» **Stored data**:
*****

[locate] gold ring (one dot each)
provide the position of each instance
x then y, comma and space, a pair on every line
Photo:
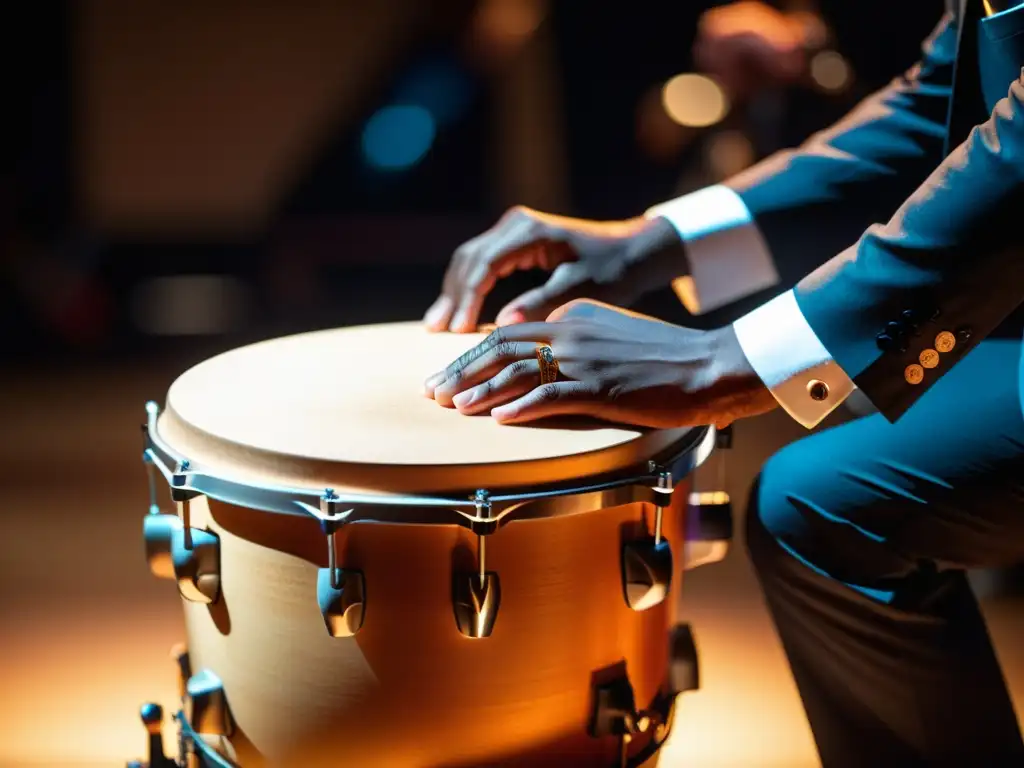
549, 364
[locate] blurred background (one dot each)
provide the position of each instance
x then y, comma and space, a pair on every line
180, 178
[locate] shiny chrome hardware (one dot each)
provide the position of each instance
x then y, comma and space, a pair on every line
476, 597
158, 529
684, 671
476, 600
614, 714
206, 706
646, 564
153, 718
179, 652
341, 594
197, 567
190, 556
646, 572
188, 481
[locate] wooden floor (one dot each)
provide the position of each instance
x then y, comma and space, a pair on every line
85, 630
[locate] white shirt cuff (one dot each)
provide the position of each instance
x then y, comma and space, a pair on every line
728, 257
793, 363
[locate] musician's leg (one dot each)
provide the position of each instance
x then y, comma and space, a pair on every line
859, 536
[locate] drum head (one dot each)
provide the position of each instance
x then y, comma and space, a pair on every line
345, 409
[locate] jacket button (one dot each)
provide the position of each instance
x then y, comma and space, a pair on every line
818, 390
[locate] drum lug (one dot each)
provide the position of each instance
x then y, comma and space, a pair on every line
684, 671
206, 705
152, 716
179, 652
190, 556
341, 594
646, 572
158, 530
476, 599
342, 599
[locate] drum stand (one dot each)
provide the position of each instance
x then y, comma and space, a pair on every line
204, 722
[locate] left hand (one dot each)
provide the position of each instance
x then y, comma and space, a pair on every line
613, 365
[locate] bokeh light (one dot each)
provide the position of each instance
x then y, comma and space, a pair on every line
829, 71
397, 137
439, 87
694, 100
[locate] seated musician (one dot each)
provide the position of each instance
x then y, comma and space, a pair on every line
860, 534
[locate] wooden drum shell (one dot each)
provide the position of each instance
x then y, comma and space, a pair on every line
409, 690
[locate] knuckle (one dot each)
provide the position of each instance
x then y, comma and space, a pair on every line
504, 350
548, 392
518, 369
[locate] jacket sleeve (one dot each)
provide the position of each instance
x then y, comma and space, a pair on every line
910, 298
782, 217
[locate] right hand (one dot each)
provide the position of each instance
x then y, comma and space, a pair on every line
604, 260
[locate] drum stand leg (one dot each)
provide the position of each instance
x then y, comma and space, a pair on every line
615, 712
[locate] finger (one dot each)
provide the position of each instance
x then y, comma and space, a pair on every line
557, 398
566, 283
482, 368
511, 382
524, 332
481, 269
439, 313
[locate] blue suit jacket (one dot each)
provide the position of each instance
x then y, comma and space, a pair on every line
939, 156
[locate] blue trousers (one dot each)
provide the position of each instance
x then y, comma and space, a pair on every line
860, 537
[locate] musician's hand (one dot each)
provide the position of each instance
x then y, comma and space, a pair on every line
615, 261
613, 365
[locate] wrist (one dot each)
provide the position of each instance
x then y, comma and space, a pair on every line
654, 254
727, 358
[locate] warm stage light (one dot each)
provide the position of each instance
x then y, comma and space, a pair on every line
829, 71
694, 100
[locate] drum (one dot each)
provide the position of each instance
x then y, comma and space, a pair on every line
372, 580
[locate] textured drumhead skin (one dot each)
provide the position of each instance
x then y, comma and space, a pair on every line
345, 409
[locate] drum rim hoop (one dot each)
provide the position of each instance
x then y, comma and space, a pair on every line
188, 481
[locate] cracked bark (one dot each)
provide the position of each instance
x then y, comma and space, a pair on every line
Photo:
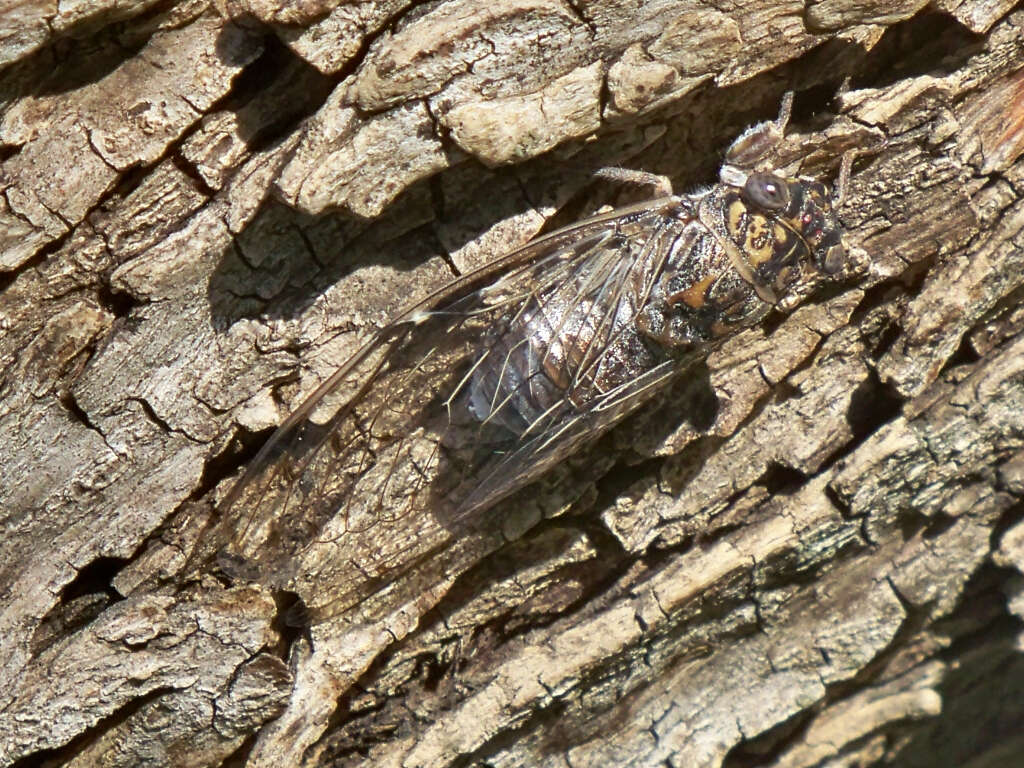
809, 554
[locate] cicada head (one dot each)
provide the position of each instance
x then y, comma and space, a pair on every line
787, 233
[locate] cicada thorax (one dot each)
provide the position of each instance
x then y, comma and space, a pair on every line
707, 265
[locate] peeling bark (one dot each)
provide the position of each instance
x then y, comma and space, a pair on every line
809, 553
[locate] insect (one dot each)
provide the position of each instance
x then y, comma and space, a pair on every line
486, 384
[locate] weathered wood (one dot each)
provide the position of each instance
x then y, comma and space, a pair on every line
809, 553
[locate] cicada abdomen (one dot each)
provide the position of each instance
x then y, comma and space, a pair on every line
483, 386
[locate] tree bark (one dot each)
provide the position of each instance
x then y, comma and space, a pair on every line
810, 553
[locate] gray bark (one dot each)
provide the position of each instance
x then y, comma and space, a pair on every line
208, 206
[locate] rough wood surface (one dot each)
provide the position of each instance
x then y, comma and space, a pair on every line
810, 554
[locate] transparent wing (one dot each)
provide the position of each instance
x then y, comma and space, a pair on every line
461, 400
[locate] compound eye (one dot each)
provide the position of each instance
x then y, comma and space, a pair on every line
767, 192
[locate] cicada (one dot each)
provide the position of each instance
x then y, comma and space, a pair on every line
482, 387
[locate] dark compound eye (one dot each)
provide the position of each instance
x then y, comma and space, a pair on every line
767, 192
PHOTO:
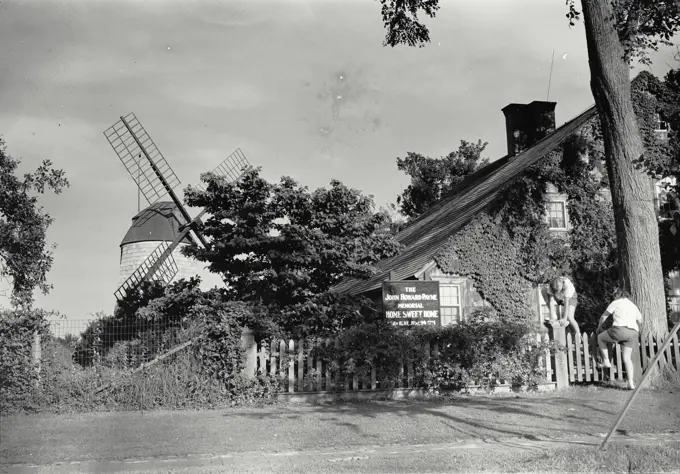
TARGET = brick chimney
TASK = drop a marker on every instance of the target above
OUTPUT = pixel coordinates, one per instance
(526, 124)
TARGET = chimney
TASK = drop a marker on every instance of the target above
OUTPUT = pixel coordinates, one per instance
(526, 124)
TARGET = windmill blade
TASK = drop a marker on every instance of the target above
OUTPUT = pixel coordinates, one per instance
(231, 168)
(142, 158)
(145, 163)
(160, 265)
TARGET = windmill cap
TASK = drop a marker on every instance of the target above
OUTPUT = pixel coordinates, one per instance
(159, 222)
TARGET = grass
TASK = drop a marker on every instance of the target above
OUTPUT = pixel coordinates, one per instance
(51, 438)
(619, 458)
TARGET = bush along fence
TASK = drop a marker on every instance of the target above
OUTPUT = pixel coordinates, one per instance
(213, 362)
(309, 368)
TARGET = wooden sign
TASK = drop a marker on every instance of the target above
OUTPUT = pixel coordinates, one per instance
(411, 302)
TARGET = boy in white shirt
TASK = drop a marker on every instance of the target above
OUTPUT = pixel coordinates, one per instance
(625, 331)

*****

» **Action item**: Copy each line holding "hand" from the material above.

» **Reply**:
[locate] left hand (one dot each)
[locate] right hand (one dot each)
[locate] musician's hand (one dot each)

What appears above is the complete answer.